## START Document
Please somebody tell me if the sligtly less tall deep hive would create a problem that I don't see. Otherwise, it seems to me that keeping deeps at 9-5/8" cn be thought of as just a scam buy the lumber industry to make us waste 1/3 of the dollars and a strip of almost 2" wide and 10ft long for every 10 feet of lumber that go into making deep hives.
Note: one still needs to buy the foundation, but scisors will take care of the 3/8" at the bottom and you can use the wax for something else.

Jorge


----------



## Michael Bush (Aug 2, 2002)

>What is wrong with using 1x10" boards to build the deep hive boxes? The only problem I can see would be the incompatibility with stuff you need to buy. But if someone is making boxes and frames, the only thing that one has to do is to make the frames also a tad less tall (3/8" to be exact since the specs for a deep call for 9-5/8" and a 1x10" board is 9-1/4"). Today I checked at Home Depot and #2 pine boards 1x10x10 run at $11, while the same #2 pine but 1x12x10 boards run at $16. In other words, one would be throwing away 5 bucks for every 10ft of lumber used to gain 3/8" in depth.

The reason I don't is incompatibility with the frames. I'd have to make all my own frames or at least rework all of the sides pieces. I think the reason it comes out this way is because when Lanstroth came up with the diminsions a 1 x10 was 9 5/8". But, alas, now it is now only 9 1/4".
## END Document
Brief 1
Retype the portion of the hive-box discussion that begins with the words containing "Please somebody tell" and ends with "(Aug 2, 2002)".
Brief 2
List every person named in the hive-box discussion.
Brief 3
Carry on the hive-box discussion from where it stops.
## START Dataset extract
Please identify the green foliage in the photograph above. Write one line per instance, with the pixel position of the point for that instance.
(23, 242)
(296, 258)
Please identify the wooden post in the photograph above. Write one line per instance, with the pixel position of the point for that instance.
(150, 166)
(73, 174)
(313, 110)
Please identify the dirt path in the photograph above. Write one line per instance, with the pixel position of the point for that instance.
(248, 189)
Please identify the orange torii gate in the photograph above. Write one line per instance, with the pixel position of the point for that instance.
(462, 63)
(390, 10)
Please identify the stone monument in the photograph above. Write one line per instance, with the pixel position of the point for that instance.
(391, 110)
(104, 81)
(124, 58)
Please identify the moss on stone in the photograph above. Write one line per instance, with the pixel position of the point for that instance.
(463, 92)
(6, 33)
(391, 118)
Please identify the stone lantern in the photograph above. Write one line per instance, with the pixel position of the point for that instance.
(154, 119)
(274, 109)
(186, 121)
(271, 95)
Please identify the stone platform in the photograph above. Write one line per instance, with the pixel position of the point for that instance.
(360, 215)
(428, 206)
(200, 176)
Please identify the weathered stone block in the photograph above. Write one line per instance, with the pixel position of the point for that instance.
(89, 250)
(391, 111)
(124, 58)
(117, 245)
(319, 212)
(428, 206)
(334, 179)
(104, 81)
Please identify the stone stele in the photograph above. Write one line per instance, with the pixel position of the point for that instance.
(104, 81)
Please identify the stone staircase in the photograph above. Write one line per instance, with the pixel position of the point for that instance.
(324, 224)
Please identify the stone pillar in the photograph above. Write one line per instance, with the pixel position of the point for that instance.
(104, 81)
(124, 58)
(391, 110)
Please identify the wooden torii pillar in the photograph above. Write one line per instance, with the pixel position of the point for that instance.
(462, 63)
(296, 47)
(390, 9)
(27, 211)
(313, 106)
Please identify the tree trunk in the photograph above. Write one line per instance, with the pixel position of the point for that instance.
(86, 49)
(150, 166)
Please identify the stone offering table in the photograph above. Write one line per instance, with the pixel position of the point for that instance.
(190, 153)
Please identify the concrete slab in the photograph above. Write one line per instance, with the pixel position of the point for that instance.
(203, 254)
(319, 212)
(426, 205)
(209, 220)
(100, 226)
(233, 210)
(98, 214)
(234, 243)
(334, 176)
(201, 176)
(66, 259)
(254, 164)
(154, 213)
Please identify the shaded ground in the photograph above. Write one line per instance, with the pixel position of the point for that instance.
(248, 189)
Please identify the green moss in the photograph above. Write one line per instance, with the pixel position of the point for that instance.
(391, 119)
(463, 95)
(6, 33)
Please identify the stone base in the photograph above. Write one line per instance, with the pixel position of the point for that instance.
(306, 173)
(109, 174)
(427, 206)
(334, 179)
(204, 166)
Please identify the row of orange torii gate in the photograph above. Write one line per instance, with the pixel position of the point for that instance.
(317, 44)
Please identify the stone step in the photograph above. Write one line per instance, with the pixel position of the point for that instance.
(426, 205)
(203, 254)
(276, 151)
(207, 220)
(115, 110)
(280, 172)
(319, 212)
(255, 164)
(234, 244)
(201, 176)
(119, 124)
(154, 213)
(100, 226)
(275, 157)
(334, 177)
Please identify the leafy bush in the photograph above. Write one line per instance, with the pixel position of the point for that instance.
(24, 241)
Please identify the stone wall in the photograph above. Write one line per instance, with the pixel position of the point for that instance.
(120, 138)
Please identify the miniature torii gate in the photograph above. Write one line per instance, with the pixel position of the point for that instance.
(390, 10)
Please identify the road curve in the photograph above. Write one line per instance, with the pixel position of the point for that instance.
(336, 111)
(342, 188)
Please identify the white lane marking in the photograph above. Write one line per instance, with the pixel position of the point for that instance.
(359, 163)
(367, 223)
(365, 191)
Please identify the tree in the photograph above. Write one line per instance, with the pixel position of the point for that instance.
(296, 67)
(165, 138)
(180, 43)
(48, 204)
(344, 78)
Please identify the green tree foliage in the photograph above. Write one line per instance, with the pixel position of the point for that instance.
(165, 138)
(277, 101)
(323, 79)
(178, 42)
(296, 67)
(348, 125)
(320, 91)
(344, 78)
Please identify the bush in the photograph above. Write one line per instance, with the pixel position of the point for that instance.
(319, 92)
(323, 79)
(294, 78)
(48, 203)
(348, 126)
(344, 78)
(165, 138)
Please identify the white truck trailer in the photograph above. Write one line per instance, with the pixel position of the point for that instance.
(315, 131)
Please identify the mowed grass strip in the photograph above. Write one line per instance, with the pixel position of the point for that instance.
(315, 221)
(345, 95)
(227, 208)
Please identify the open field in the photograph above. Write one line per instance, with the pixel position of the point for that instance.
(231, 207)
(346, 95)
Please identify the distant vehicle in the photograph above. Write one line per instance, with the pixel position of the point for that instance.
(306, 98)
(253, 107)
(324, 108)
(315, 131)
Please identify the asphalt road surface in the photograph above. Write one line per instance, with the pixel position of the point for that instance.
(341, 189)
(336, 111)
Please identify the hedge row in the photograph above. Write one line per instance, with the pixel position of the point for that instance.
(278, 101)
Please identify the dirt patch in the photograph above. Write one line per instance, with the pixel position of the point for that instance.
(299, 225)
## END Dataset extract
Output 1
Please somebody tell me if the sligtly less tall deep hive would create a problem that I don't see. Otherwise, it seems to me that keeping deeps at 9-5/8" cn be thought of as just a scam buy the lumber industry to make us waste 1/3 of the dollars and a strip of almost 2" wide and 10ft long for every 10 feet of lumber that go into making deep hives.
Note: one still needs to buy the foundation, but scisors will take care of the 3/8" at the bottom and you can use the wax for something else.

Jorge


----------



## Michael Bush (Aug 2, 2002)

Output 2
Jorge, Michael Bush, Lanstroth

Output 3
>Please somebody tell me if the sligtly less tall deep hive would create a problem that I don't see. Otherwise, it seems to me that keeping deeps at 9-5/8" cn be thought of as just a scam buy the lumber industry to make us waste 1/3 of the dollars and a strip of almost 2" wide and 10ft long for every 10 feet of lumber that go into making deep hives.

Not other than what you have mentioned and another size of box around. You have to cut the ends of each frame you buy and the bottom of each sheet of foundation you buy.

I have been tempted to do it, but have not done it.

If you have a table saw and tools to do it easily you could take a 2" x 2" and notch it to overlap the 1 x 10 on the bottom and cut the frame rabbet in the top and leave the 3/8" in the middle so it makes a handle and makes the frame rest. Of course you can't put a regular lid on it and will have to make your own.

I just use the piece I rip off of the 1 x 12s as the handle on my hives.


----------



## Eich (Oct 25, 2002)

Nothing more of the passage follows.